For this exercise, reproduce the entries below exactly, but only from the line containing "Query: farm building" through the line containing "Expected output: a single point for each instance of the black", both included.

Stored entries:
"""
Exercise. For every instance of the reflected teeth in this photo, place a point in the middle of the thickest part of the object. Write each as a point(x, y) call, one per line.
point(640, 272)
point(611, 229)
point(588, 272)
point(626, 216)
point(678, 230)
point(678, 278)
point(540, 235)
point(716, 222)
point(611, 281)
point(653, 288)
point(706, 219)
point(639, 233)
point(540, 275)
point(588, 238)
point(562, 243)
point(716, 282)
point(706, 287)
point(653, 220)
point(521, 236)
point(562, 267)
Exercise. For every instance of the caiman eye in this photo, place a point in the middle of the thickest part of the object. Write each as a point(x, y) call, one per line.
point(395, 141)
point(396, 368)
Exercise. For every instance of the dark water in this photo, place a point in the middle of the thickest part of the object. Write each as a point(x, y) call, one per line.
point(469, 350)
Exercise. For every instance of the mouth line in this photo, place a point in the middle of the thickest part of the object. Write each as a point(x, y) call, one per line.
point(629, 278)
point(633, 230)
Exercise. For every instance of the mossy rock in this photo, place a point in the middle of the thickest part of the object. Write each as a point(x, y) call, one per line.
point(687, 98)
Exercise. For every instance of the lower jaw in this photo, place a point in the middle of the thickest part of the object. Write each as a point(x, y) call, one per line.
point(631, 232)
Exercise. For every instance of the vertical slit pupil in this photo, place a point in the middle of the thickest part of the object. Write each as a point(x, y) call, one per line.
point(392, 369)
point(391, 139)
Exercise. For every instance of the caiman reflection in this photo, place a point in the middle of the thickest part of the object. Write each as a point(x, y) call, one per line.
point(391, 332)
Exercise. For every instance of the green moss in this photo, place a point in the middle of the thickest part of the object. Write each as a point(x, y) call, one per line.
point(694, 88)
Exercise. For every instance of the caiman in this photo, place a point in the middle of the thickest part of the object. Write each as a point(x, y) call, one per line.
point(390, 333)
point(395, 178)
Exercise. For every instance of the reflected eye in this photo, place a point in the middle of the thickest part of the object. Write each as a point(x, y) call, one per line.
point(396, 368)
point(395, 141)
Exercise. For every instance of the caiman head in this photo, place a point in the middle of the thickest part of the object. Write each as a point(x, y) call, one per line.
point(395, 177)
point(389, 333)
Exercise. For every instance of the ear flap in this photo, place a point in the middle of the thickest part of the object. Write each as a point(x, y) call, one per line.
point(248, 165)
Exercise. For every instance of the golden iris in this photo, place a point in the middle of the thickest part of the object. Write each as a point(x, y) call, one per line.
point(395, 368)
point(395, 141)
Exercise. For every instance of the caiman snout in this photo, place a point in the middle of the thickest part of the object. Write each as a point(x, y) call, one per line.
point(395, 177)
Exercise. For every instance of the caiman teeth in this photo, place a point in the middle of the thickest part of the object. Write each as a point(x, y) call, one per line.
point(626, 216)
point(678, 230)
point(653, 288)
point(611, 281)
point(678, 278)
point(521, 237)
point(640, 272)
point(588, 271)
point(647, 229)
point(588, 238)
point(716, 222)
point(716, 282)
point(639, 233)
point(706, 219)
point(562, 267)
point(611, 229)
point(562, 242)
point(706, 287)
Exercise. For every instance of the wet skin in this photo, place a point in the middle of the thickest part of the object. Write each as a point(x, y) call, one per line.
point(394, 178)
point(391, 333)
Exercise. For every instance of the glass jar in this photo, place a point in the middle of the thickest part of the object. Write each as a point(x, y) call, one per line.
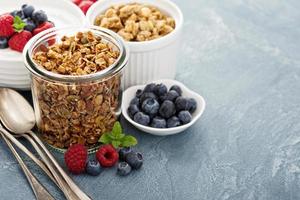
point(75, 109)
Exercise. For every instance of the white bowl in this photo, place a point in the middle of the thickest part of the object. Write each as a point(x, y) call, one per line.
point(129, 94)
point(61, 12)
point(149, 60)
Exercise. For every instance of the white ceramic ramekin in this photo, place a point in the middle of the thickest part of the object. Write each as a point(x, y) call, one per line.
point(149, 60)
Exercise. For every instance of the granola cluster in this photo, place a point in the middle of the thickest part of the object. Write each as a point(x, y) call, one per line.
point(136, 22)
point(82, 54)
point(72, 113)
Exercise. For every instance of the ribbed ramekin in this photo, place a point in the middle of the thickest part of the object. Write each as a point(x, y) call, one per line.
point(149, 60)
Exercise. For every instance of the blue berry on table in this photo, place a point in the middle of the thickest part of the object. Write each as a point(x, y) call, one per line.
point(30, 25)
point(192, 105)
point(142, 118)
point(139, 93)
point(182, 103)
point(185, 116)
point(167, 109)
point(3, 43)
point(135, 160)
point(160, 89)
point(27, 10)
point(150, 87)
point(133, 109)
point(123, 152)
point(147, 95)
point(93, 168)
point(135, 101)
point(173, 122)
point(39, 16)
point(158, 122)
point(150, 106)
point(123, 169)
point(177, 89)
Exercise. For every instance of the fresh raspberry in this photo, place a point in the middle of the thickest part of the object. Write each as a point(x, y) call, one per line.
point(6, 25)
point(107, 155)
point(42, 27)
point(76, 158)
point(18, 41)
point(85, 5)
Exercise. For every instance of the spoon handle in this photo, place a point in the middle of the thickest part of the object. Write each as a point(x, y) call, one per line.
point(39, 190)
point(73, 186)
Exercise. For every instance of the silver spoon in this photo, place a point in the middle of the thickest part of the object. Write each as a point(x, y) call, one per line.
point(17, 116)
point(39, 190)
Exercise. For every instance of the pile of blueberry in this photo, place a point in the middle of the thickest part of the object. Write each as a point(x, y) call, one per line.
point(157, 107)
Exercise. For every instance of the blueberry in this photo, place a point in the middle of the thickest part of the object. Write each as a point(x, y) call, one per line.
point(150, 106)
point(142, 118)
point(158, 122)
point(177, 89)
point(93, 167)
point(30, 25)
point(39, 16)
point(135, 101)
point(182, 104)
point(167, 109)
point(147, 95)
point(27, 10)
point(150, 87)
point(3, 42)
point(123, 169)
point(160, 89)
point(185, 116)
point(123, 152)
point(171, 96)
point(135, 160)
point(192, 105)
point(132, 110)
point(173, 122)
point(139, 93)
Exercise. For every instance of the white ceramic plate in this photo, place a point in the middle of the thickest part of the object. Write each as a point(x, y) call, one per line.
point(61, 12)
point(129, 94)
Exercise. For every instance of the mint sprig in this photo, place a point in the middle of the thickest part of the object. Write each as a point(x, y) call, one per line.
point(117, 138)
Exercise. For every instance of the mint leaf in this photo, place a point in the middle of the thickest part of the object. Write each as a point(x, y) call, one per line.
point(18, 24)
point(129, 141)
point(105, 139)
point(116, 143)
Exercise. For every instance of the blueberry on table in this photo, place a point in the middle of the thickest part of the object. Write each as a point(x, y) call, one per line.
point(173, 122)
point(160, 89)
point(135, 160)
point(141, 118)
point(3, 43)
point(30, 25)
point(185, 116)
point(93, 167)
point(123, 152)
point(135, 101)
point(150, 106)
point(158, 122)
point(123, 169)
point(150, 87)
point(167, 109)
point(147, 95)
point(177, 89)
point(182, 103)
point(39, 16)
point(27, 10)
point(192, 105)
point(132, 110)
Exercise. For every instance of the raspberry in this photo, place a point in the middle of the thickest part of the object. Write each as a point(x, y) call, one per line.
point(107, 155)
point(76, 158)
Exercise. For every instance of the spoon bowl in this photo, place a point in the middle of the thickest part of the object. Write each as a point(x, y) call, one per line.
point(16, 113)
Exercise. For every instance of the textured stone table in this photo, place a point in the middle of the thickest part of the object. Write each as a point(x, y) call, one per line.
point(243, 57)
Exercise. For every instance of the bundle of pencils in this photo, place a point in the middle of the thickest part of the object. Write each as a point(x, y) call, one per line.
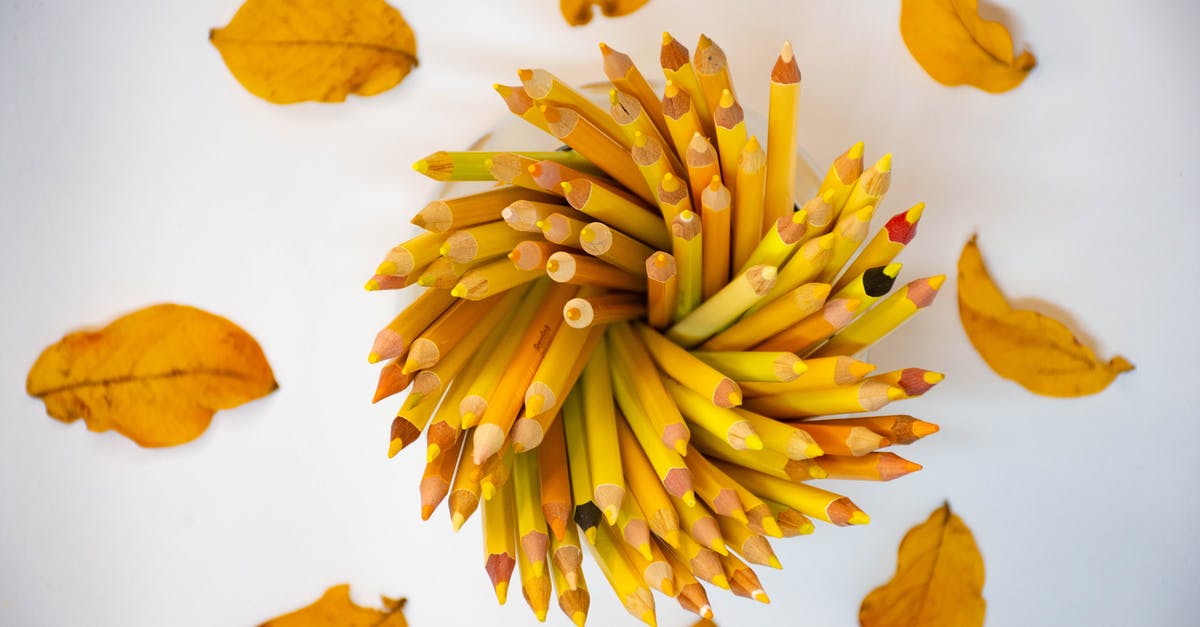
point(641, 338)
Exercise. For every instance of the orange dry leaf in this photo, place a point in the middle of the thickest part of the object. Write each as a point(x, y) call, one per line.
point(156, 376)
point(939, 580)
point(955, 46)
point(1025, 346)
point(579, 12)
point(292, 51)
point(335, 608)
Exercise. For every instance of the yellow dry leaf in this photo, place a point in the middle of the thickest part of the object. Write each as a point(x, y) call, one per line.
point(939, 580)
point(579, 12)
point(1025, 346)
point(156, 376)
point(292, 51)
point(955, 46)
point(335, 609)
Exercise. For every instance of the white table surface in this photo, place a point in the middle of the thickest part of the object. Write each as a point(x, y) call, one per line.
"""
"""
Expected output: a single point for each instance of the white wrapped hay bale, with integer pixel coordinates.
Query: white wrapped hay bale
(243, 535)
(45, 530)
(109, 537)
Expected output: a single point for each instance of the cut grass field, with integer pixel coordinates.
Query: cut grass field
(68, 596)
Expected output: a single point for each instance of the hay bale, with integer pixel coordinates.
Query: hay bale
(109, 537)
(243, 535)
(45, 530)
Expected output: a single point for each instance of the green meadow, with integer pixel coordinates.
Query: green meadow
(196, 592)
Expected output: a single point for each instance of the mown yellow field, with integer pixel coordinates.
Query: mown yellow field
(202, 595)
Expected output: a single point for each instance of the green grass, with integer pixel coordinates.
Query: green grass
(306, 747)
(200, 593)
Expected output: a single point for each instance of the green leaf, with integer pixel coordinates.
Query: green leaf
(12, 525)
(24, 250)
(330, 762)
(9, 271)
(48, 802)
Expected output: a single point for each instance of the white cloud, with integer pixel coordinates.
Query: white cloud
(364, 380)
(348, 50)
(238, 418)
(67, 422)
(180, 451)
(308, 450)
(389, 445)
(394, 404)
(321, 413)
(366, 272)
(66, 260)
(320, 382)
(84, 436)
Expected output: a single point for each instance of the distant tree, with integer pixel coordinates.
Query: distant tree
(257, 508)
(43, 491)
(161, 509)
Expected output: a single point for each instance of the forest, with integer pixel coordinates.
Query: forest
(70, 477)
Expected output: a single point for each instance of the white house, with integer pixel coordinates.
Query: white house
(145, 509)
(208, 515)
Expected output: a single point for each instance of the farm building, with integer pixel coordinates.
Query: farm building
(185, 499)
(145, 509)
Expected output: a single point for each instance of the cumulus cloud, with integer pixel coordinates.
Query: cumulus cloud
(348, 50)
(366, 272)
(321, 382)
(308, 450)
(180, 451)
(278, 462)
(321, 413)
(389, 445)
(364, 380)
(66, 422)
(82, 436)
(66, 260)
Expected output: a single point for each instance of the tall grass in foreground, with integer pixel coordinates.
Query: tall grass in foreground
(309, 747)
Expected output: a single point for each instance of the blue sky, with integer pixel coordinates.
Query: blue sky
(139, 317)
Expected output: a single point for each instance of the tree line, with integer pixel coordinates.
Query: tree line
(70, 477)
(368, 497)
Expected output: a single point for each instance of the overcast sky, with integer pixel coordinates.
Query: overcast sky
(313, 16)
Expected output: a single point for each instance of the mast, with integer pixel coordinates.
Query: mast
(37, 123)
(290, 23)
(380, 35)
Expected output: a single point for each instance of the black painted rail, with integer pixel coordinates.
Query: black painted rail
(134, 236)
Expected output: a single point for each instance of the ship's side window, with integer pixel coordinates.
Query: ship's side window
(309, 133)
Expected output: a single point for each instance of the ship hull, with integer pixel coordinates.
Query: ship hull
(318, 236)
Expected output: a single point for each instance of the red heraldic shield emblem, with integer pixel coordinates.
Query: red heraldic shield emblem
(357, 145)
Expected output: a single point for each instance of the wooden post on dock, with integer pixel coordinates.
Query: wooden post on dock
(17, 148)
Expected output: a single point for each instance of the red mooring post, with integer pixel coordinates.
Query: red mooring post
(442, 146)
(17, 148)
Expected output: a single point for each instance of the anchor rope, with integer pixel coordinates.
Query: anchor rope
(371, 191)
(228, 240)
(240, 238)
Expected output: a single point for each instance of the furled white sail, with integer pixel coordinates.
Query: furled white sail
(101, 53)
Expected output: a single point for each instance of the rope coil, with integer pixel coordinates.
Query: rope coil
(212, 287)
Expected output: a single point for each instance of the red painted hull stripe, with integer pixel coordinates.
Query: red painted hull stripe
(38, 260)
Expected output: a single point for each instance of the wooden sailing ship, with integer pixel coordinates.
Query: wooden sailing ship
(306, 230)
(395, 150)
"""
"""
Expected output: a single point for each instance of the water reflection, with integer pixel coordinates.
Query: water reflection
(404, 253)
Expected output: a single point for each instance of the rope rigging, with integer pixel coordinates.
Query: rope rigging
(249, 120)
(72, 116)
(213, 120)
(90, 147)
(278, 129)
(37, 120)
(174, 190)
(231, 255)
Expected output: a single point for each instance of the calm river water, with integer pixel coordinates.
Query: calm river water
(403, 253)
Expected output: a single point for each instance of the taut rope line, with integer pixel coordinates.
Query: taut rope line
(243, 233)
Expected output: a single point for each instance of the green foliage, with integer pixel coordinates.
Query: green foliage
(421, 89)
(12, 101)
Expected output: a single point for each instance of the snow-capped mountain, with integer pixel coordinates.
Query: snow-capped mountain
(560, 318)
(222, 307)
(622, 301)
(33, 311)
"""
▶ [Expected answer]:
Query: farm building
(185, 499)
(145, 509)
Expected output: a single point for each instance of the cumulus cloud, with integer pixel coordinates.
Query: cumulus cloud
(348, 50)
(366, 272)
(321, 382)
(308, 450)
(180, 451)
(278, 462)
(321, 413)
(389, 445)
(364, 380)
(66, 422)
(82, 436)
(66, 260)
Expected output: a single point for each instance of the tall grass in foreground, with integer pixel coordinates.
Query: tall grass in foreground
(309, 747)
Expected output: a single point for each instance of the blue sky, with integer pixel coordinates.
Query: blue sky
(139, 317)
Expected output: a single point for each instance of the tree line, with integer pixel coordinates.
Query: tree line
(70, 477)
(368, 497)
Expected output: a single point for each instance of the overcast sky, with integer pixel coordinates.
Query: overcast sky
(313, 16)
Expected output: a single point for each instance of the mast, with integer pixel coordinates.
Query: mast
(37, 123)
(290, 23)
(380, 35)
Expected output: a single point for each instance of the black painted rail, with integer pixel coordinates.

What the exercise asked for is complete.